De door verweerder aangehaalde jurisprudentie kan niet tot een ander oordeel leiden nu in die zaak, anders dan thans het geval is, het taxatietechnisch deel slechts bestond uit een verwijzing naar een huurovereenkomst. Gelet hierop komt aan eiser ter zake van de rapportage van taxateur Frissen een vergoeding toe van vijf maal € 80,= zijnde € 400,= toe. Dit bedrag moet nog worden verhoogd met de door eiser aan de geraadpleegde deskundige verschuldigde BTW van 19 % aangezien eiser deze niet kan verrekenen.
De rechtbank leidt uit een circulaire van de Minister van Justitie van 23 juli 2008 (kenmerk 5556755) af dat verhoging van het maximale uurtarief voor deskundigen zoals psychologen en psychiaters met de verschuldigde BTW mogelijk is en vermag niet in te zien dat die verhoging bij andere deskundigen niet zou kunnen. Het totale bedrag bedraagt op grond van het vorenstaande derhalve € 476,=.
13. Gelet op voorgaande overwegingen, zal de rechtbank het bestreden besluit van
23 december 2010 vernietigen, voor wat betreft de hoogte van de aan eisers toegekende proecskostenvergoeding. De rechtbank zal met gebruikmaking van haar bevoegdheid ex artikel 8:72, vierde lid, van de Awb bepalen dat haar uitspraak in de plaats treedt van het vernietigde deel het bestreden besluit. Derhalve dient verweerder aan eisers te vergoeden een bedrag van € 699,90=, aan kosten die redelijkerwijze tijdens de bezwaarfase door eisers zijn gemaakt.
14. Op grond van het bepaalde in artikel 8:75 van de Awb acht de rechtbank verder termen aanwezig om verweerder te veroordelen in de proceskosten die eisers redelijkerwijs hebben moeten maken in verband met de behandeling van het beroep, een en ander overeenkomstig de normen van het Bpb. Aan eisers is door een derde (de heer Oosters) beroepsmatig rechtsbijstand verleend. Voor de in aanmerking te nemen proceshandelingen van deze rechtsbijstandverlening wordt één punt (voor het beroepschrift), met een waarde van € 437,00,= toegekend. Het gewicht van de zaak wordt bepaald op licht, hetgeen correspondeert met de wegingsfactor 0,5. Verweerder zal dan ook ten aanzien van deze procedure worden veroordeeld in de proceskosten ad € 218,50,=.
15. Nu niet is gebleken van een toevoeging, dient het bedrag van de proceskosten aan eisers te worden betaald.
16. De rechtbank bepaalt verder dat verweerder aan eisers het door of namens hen betaalde griffierecht ad € 41,= dient te vergoeden.

• [Opdracht] Schrijf het vervolg van de uitspraak over de proceskostenvergoeding hierboven, aansluitend op de laatste zin.

• [Aangeleverd materiaal]
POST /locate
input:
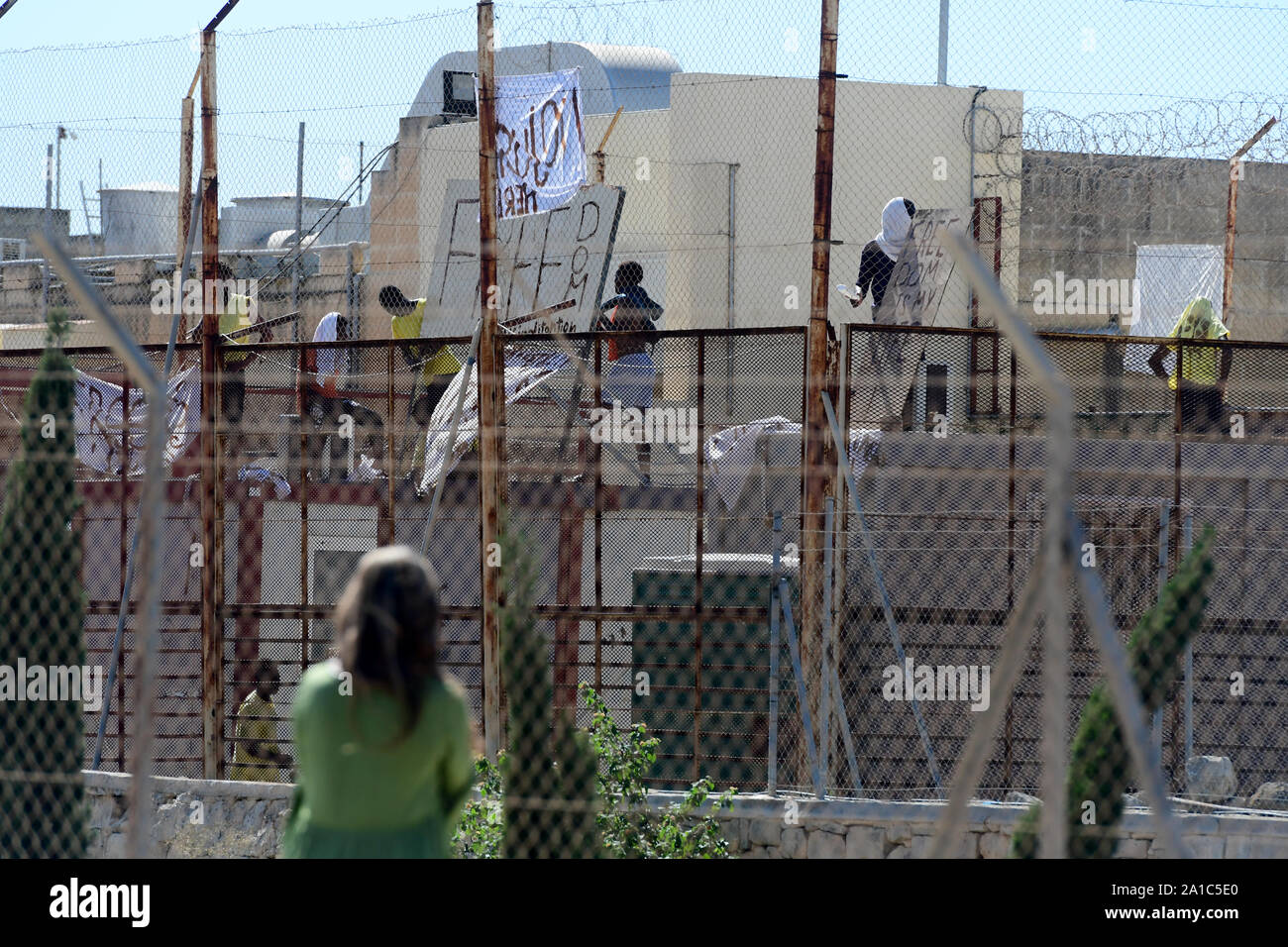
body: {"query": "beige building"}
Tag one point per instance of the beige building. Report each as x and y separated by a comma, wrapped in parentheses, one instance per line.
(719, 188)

...

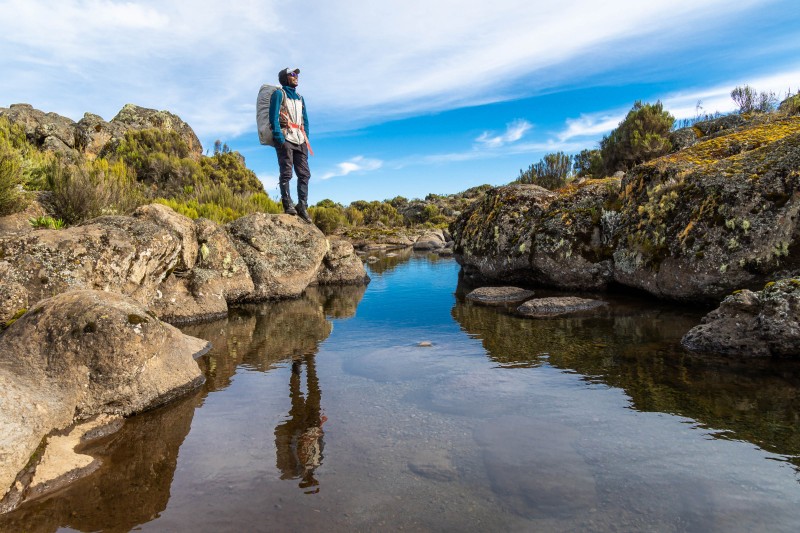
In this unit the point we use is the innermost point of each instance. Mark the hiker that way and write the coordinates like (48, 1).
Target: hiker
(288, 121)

...

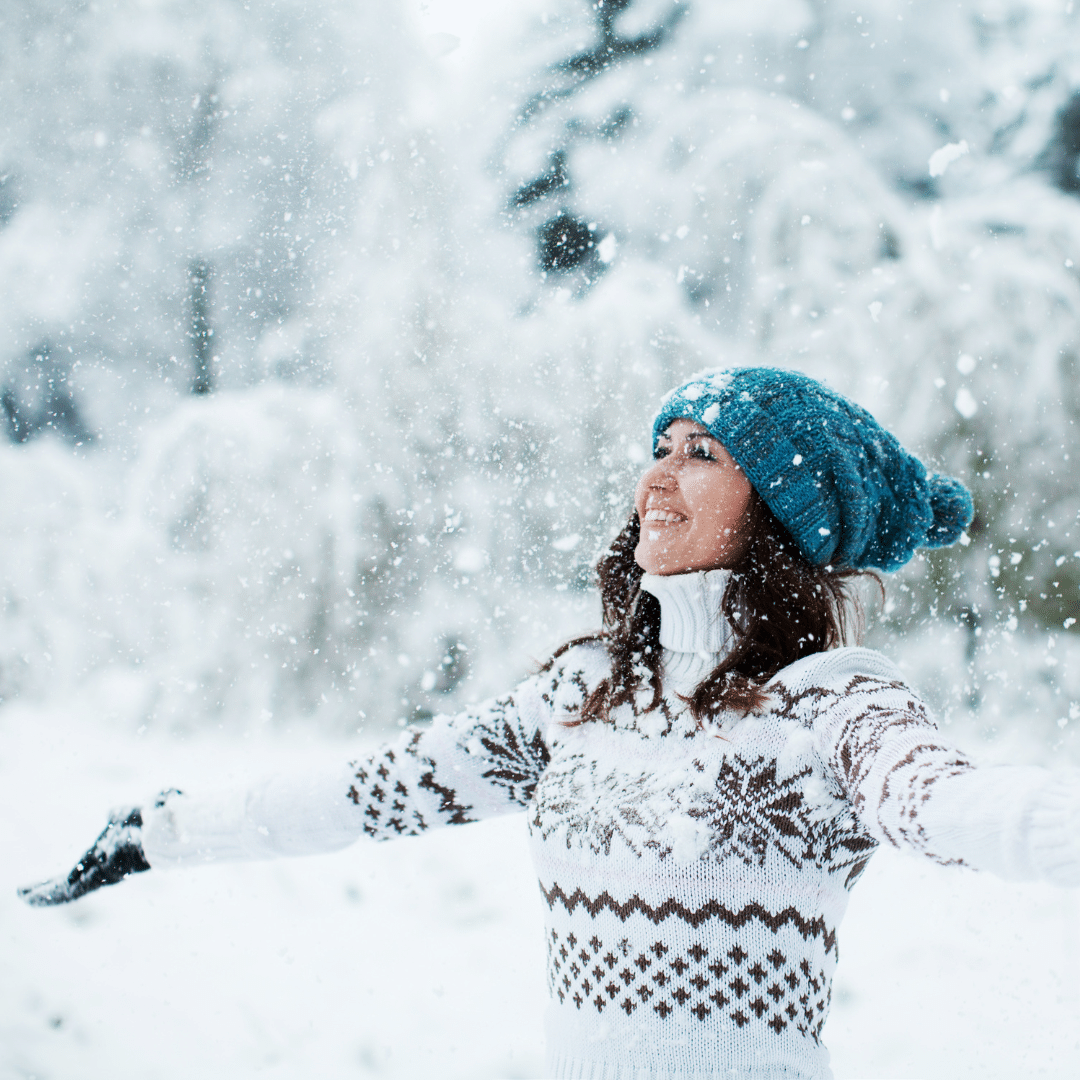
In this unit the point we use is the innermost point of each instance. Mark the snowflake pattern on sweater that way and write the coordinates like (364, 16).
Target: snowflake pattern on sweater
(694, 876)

• [Uitwerking]
Mitsdien wordt als volgt beslist.
Beslissing
De rechtbank:
- verklaart het beroep gegrond;
- vernietigt het bestreden besluit van 23 december 2010 en bepaalt dat deze uitspraak in zoverre in de plaats treedt van het vernietigde deel van het bestreden besluit;
- veroordeelt verweerder in de proceskosten van eisers in de bezwaarfase ten bedrage van € 699,90,= (waarvan € 218,= wegens kosten rechtsbijstand,
€ 476,= wegens verrichte taxatiewerkzaamheden en € 5,90,= wegens uitreksel uit registers);
- veroordeelt verweerder in de kosten van beroepsprocedure bij de rechtbank, aan de zijde van eisers begroot op € 218,50,= (wegens kosten rechtsbijstand), te betalen aan eisers;
- bepaalt dat verweerder aan eisers het door of namens hen betaalde griffierecht ten bedrage van € 41,= volledig vergoedt.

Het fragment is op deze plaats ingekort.